Human-animal mixing going too far, report says

Courtesy Scottish Council on Human Bioethics and World Science staff
Nov. 07, 2006

An artist's concept of what a human-dog hybrid might look like. The strange creatures are part of a sculpture by Australian artist Patricia Piccinini entitled "The Young Family," produced to spark reflection on the perils of creating human-animal mixtures.

Scientists are going too far in creating mixed human-animal organisms, a Scottish organization is warning.

The Scottish Council on Human Bioethics, a professional group based in Edinburgh, has published a report on the ethical implications of the practice in the journal Human Reproduction and Genetic Ethics. The report is online at www.schb.org.uk.

“Crossing the human species barrier is a procedure that has always fascinated humanity,” noted the report, made public Tuesday and written in light of draft legislation on human embryology being prepared by the U.K. Department of Health, to be published this summer.

Ancient Greek mythology speaks of monsters such as the Minotaur—a man with a bull’s head—and centaurs, mixtures of humans and horses.

But creatures of this nature may not remain confined to mythology for long, as scientists have begun tentatively creating mixed organisms. An array of experiments have produced animals with some human cells, for instance.

Such procedures “mix human and animal biological elements to such an extent that it questions the very concept of being entirely human,” the report said. This raises “grave and complex ethical difficulties.”

Some ethicists worry that the experiments might force society to make confounding decisions on whether, say, a human-chimp mix would have human rights. Other concerns are that such a creature could suffer from being outcast as a “monster,” from having a chimp as its biological father or mother, or from unusual health problems.

Some inter-species mixtures are powerful research tools, the report said.

This “became clear about a decade ago in a series of dramatic experiments in which small sections of brains from developing quails were taken and transplanted into the developing brains of chickens. The resulting chickens exhibited vocal trills and head bobs unique to quails, proving that the transplanted parts of the brain contained the neural circuitry for quail calls. It also offered astonishing proof that complex behaviours could be transferred across species.”

QUESTIONS ON THE MATERIAL ::
1. Please list every kind of animal that the article on human-animal mixing names.
2. Carry on the article about human-animal mixing from its last sentence.
The items that come after the article are separate material and have no connection to it.

[Dataset entries]
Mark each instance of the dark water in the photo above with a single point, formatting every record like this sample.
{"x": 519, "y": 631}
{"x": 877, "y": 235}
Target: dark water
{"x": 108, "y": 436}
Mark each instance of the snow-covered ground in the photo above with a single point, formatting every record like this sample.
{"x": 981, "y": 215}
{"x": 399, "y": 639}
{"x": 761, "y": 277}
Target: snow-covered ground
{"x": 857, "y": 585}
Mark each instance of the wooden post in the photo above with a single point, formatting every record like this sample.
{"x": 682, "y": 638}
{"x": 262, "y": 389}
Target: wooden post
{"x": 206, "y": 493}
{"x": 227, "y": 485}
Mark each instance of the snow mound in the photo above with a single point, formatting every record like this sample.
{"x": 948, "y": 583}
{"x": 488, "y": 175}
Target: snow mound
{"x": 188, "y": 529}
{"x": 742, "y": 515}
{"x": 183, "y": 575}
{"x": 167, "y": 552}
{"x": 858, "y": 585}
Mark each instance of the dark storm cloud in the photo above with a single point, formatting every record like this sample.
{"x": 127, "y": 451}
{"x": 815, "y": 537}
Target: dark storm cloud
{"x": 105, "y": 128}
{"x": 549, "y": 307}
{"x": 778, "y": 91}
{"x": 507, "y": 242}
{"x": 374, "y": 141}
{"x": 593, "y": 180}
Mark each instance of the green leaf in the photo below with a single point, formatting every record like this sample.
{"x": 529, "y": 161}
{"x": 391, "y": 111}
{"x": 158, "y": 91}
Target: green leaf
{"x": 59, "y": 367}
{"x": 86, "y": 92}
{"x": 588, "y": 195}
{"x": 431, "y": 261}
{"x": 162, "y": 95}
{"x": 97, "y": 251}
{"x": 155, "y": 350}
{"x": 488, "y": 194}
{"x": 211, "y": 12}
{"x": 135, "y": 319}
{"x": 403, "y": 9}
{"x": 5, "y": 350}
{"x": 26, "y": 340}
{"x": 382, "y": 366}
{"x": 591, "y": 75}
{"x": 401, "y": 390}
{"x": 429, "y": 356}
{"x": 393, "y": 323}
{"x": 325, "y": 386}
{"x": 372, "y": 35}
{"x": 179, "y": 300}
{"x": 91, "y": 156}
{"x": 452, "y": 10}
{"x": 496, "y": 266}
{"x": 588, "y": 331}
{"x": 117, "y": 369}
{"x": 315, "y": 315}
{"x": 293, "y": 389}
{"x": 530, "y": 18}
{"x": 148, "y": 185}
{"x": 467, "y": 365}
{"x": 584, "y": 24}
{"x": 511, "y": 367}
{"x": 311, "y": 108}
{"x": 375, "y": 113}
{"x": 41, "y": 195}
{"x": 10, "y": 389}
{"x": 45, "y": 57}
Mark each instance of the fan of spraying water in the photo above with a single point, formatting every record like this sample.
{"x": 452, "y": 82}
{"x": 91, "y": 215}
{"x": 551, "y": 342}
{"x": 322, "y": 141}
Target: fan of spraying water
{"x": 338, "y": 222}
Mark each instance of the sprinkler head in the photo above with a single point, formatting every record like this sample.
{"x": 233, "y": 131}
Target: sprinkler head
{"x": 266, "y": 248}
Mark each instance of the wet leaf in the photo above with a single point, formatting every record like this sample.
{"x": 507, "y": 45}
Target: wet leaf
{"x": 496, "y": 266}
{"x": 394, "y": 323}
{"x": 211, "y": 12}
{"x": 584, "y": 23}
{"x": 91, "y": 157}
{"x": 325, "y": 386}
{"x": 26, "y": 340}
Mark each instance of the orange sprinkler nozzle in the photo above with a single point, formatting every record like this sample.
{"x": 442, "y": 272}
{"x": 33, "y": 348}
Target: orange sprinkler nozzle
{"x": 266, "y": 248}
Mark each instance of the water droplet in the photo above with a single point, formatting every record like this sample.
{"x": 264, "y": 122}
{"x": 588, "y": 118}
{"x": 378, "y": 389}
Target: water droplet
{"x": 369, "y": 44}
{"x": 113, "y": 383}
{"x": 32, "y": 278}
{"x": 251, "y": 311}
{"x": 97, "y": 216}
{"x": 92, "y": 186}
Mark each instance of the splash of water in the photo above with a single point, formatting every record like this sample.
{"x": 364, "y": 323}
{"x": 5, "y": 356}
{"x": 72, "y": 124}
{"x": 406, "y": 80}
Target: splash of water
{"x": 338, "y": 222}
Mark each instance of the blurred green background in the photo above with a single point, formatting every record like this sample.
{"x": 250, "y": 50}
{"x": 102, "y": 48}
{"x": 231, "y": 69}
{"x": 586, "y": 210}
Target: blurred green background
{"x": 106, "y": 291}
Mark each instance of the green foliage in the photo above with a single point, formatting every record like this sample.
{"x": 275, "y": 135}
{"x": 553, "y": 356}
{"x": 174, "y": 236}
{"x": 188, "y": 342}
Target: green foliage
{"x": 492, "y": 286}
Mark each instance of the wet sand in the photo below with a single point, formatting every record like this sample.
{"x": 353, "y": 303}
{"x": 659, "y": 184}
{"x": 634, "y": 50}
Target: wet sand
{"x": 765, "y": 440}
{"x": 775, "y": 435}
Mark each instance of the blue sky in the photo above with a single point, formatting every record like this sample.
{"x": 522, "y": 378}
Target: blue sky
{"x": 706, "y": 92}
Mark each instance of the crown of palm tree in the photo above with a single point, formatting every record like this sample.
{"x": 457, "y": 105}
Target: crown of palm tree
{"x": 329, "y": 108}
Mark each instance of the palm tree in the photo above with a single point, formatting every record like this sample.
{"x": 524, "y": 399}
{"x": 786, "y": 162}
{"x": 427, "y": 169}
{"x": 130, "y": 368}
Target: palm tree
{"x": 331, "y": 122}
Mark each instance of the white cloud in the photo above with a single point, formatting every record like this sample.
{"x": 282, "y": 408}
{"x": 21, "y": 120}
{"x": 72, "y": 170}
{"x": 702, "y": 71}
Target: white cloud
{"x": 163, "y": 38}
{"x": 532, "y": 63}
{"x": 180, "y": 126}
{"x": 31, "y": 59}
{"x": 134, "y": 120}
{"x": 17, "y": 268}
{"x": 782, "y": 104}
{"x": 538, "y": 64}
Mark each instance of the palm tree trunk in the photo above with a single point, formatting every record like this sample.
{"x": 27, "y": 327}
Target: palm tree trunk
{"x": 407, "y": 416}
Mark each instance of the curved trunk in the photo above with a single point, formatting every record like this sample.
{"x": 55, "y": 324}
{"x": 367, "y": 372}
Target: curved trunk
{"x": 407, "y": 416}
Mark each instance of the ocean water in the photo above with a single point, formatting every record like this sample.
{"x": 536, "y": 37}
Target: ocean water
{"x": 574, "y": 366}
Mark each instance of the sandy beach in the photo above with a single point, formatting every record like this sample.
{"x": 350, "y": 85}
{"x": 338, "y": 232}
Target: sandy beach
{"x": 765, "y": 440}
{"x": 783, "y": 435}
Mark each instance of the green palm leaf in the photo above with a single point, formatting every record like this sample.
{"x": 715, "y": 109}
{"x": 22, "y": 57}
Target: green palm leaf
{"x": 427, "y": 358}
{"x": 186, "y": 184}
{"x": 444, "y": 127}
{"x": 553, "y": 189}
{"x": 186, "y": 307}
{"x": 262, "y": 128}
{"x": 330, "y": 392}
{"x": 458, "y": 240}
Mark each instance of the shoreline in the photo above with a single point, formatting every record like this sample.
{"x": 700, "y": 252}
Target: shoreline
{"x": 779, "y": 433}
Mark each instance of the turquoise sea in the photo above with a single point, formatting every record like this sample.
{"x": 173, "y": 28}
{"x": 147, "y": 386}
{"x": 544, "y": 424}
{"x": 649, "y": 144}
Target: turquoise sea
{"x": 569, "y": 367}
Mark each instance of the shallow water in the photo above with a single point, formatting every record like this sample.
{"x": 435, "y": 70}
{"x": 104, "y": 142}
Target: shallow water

ANSWERS TO THE PROBLEMS ::
1. dog, bull, horses, chimp, quails, chickens

2.
Later research has spawned human-animal creations, the report said. These usually die at the embryonic stage, but often survive if the mixtures involve only a few cells or genes transferred from one species to another.

The council cited the following examples:
* In 2003, scientists at Cambridge University, U.K. conducted experiments involving fusing the nucleus of a human cell into frog eggs. The stated aim was to produce rejuvenated “master cells” that could be grown into replacement tissues for treating disease. It was not clear whether fertilization took place, but “some kind of development was initiated,” the report said.

* In 2005, U.K. scientists transplanted a human chromosome into mouse embryos. The newly born mice carried copies of the chromosome and were able to pass it on to their own young.

* The company Advanced Cell Technologies was reported, in 1999, to have created the first human embryo clone by inserting a human cell nucleus into a cow’s egg stripped of chromosomes. The result was an embryo that developed and divided for 12 days before being destroyed.

* Panayiotis Zavos, the operator of a U.S. fertility laboratory, reported in 2003 that he had created around 200 cow-human hybrid embryos that lived for about two weeks and grew to several hundred cells in size, beyond the stage at which cells showed the first signs of developing into tissues and organs.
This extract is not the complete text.